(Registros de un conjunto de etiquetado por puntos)
--

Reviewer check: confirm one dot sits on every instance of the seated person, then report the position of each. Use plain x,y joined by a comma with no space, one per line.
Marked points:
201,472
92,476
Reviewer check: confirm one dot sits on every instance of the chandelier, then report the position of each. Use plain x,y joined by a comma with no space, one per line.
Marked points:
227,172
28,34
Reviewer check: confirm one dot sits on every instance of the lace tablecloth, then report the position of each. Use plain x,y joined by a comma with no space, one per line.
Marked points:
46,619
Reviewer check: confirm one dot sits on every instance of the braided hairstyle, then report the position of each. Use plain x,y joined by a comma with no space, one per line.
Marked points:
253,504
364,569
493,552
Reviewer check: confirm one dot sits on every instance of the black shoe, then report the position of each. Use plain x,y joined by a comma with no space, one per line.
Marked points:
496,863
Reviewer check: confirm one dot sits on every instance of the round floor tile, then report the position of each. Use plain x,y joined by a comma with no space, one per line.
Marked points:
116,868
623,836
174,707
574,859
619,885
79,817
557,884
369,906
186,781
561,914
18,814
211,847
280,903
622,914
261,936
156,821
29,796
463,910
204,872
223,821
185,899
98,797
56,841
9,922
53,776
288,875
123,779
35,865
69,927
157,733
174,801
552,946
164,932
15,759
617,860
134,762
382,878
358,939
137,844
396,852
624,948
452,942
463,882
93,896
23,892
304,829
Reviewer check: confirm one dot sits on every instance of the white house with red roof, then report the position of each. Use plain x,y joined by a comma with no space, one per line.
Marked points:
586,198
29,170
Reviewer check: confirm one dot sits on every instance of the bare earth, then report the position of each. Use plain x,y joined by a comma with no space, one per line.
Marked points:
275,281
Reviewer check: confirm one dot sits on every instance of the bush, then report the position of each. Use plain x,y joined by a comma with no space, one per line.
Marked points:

--

[DETALLES DEL PROBLEMA] Reescribe las líneas del listado que comienzan en la línea que contiene "of the bare" y terminan al final del listado, sustituyendo "bush" por "shrub" sin cambiar nada más.

[SOLUCIÓN PROPUESTA]
Reviewer check: confirm one dot sits on every instance of the bare earth, then report the position of each. Use plain x,y joined by a comma with no space, one per line.
Marked points:
275,281
Reviewer check: confirm one dot sits on every instance of the shrub, then report the position of each. Use plain x,y joined by a comma with no space, one per line.
Marked points:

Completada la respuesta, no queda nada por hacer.